Selected excerpt below:
Medical associations plead with Gunner Government for forced quarantine now | NT Independent

Medical associations plead with Gunner Government for forced quarantine now

by | Jul 9, 2020 | COVID-19, News, NT Politics | 0 comments

Two peak medical bodies have called on the Gunner Government to immediately place Victorians coming into the Northern Territory into supervised quarantine.

Chief Minister Michael Gunner declared all of Victoria a coronavirus hot spot yesterday, but will continue to allow Victorians into the NT under self-quarantine orders until next Friday when they will be forced into supervised quarantine.

It follows serious breaches of quarantine that has seen 19 people fined for breaking quarantine orders in the last week.

Mr Gunner’s policy has been to allow people to self-quarantine after entering the NT. But he said as of July 17, those entering the NT will have to disclose if they have been to Melbourne – which has been sent back into lockdown after a massive outbreak of COVID-19 – and will be put into 14-day supervised quarantine at their expense.

Australian Medical Association NT president Robert Parker told Mix 104.9 that the Gunner Government was risking an outbreak here by failing to take the Victoria outbreak seriously enough and not forcing supervised quarantine now.
End of Selected excerpt.
# [Tasks for this exercise]
- 1) Do these statements agree with the quarantine article? Answer yes or no for each and quote the words that decide it.
(a) Nineteen people were fined in the last week for breaking quarantine orders.
(b) Supervised quarantine for people entering the NT will be paid for by the government.
(c) Robert Parker spoke to Mix 104.9.
- 2) Repeat the stretch of the quarantine article from "It follows serious" through "supervised quarantine now.".
- 3) According to the quarantine article, from what date will people entering the NT have to disclose whether they have been to Melbourne?
The items that follow have no connection to the quarantine article.
Source data below:
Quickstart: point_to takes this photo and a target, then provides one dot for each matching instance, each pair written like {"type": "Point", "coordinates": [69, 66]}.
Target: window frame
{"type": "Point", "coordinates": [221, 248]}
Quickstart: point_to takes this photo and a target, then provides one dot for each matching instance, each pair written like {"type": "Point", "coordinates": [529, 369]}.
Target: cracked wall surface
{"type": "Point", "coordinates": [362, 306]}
End of Source data.
# [Per-task answers]
- 1)
(a) Yes: "19 people fined for breaking quarantine orders in the last week"
(b) No: "will be put into 14-day supervised quarantine at their expense"
(c) Yes: "Australian Medical Association NT president Robert Parker told Mix 104.9"

- 2)
It follows serious breaches of quarantine that has seen 19 people fined for breaking quarantine orders in the last week.

Mr Gunner’s policy has been to allow people to self-quarantine after entering the NT. But he said as of July 17, those entering the NT will have to disclose if they have been to Melbourne – which has been sent back into lockdown after a massive outbreak of COVID-19 – and will be put into 14-day supervised quarantine at their expense.

Australian Medical Association NT president Robert Parker told Mix 104.9 that the Gunner Government was risking an outbreak here by failing to take the Victoria outbreak seriously enough and not forcing supervised quarantine now.

- 3) July 17.